▶ **DATA FOR REVIEW**:
************
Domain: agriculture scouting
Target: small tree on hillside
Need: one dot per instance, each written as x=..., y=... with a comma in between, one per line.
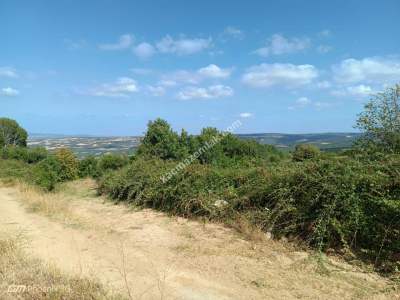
x=380, y=122
x=11, y=134
x=160, y=141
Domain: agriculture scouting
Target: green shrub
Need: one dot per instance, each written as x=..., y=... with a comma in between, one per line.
x=108, y=162
x=11, y=134
x=69, y=164
x=14, y=169
x=48, y=173
x=88, y=167
x=28, y=155
x=339, y=203
x=305, y=151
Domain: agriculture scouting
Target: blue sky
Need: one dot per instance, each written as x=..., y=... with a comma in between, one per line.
x=107, y=67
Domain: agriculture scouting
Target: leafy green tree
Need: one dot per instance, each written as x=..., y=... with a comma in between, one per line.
x=11, y=134
x=305, y=151
x=160, y=141
x=69, y=164
x=380, y=122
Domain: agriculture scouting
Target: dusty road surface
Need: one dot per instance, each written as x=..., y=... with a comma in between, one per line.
x=148, y=255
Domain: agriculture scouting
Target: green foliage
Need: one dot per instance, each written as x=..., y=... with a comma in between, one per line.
x=160, y=141
x=380, y=122
x=305, y=151
x=69, y=164
x=28, y=155
x=335, y=202
x=48, y=173
x=13, y=169
x=109, y=162
x=210, y=147
x=11, y=133
x=89, y=167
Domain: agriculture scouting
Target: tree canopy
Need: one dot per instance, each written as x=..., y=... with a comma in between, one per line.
x=380, y=121
x=11, y=134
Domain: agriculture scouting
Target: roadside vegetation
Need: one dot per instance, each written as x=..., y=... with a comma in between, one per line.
x=346, y=202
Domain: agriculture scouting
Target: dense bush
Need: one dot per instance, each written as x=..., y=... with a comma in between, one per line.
x=305, y=151
x=48, y=173
x=109, y=162
x=68, y=162
x=338, y=203
x=28, y=155
x=11, y=134
x=89, y=167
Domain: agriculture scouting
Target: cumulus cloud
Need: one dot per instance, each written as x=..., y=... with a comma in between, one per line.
x=367, y=70
x=213, y=71
x=356, y=91
x=304, y=102
x=214, y=91
x=9, y=92
x=288, y=75
x=124, y=42
x=278, y=45
x=183, y=46
x=75, y=45
x=144, y=50
x=195, y=76
x=324, y=49
x=233, y=32
x=156, y=91
x=121, y=88
x=325, y=33
x=246, y=115
x=8, y=72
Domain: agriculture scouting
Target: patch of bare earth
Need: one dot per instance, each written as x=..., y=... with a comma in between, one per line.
x=148, y=255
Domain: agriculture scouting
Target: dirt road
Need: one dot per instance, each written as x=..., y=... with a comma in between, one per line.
x=148, y=255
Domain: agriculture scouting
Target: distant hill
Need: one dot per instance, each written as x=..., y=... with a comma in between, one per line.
x=325, y=141
x=85, y=145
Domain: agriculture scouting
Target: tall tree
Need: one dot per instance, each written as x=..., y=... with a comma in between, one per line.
x=380, y=121
x=11, y=134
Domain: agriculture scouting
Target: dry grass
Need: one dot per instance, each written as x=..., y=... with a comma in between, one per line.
x=23, y=277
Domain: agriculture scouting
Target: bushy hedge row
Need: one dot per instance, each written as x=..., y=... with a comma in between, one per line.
x=338, y=203
x=45, y=169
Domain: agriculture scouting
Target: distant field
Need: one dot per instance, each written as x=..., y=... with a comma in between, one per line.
x=87, y=145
************
Leaving out the pictures, print every record exactly as written.

Domain: agriculture scouting
Target: small tree on hillside
Need: one dot per instance, each written as x=..., y=... with a comma in between, one per line.
x=380, y=122
x=11, y=134
x=160, y=141
Domain: agriculture scouting
Target: green shrub
Need: one dot per instance, each written as x=..., y=... with a comma in between, one per line.
x=108, y=162
x=11, y=134
x=69, y=164
x=14, y=169
x=48, y=173
x=88, y=167
x=28, y=155
x=339, y=203
x=305, y=151
Domain: agriculture scouting
Target: blue sky
Need: one dot per instance, each written as x=..., y=... with a comma in between, one per line.
x=107, y=67
Domain: agriculture scouting
Target: leafy green tree
Need: one dot per instance, each written as x=..., y=... with a comma in between, one per line.
x=11, y=134
x=305, y=151
x=160, y=141
x=69, y=164
x=380, y=122
Domain: agriculture scouting
Target: dusty road surface
Need: one dot per instance, each written as x=..., y=... with a comma in between, one per line.
x=148, y=255
Domain: agriculture scouting
Target: green foliage
Need: one dot per instance, each written as x=..., y=... with a comma in between, one per line.
x=160, y=141
x=380, y=122
x=305, y=151
x=69, y=164
x=28, y=155
x=335, y=202
x=48, y=173
x=13, y=169
x=109, y=162
x=210, y=147
x=11, y=133
x=89, y=167
Domain: agriculture scouting
Target: tree canopy
Need: one dot per instance, each written as x=..., y=... with a comma in between, one per line.
x=380, y=121
x=11, y=134
Domain: agriculture scouting
Target: roadside vegetation
Need: one dot per instance, each written as x=..., y=... with a comma in between, one per line.
x=346, y=202
Domain: agriculture scouting
Target: dense bush
Need: one dot per instance, each written as x=..., y=... with a comma in between, one per line.
x=305, y=151
x=48, y=173
x=109, y=162
x=68, y=162
x=338, y=203
x=28, y=155
x=11, y=134
x=89, y=167
Domain: agriculture scouting
Target: cumulus cloud
Need: one dot per instance, each written as x=..., y=... with a comma in between, one per line.
x=367, y=70
x=213, y=71
x=356, y=91
x=304, y=102
x=214, y=91
x=9, y=92
x=288, y=75
x=124, y=42
x=278, y=45
x=183, y=46
x=75, y=45
x=144, y=50
x=195, y=76
x=324, y=49
x=233, y=32
x=156, y=91
x=121, y=88
x=325, y=33
x=246, y=115
x=8, y=72
Domain: agriculture scouting
Target: patch of bare earth
Need: one dot per instance, each written as x=..., y=... with a comma in between, one per line.
x=148, y=255
Domain: agriculture scouting
Target: dirt road
Need: one dot per instance, each written as x=..., y=... with a comma in between, one per line.
x=148, y=255
Domain: agriculture scouting
Target: distant hill
Need: one dot per instance, each written as x=..., y=... with a comma in between, one per line.
x=325, y=141
x=85, y=145
Domain: agriculture scouting
Target: tall tree
Need: one dot per instance, each written as x=..., y=... with a comma in between, one per line.
x=380, y=121
x=11, y=134
Domain: agriculture scouting
Target: dry grass
Need: one dot per instance, each written as x=..., y=... with a comma in between, one per line.
x=23, y=277
Domain: agriculture scouting
Target: bushy hedge row
Need: one dot per instance, each written as x=..., y=... with a comma in between, one per line.
x=338, y=203
x=45, y=169
Domain: agriculture scouting
Target: distant field
Need: one dot per instance, each written as x=..., y=... with a comma in between, one per line.
x=87, y=145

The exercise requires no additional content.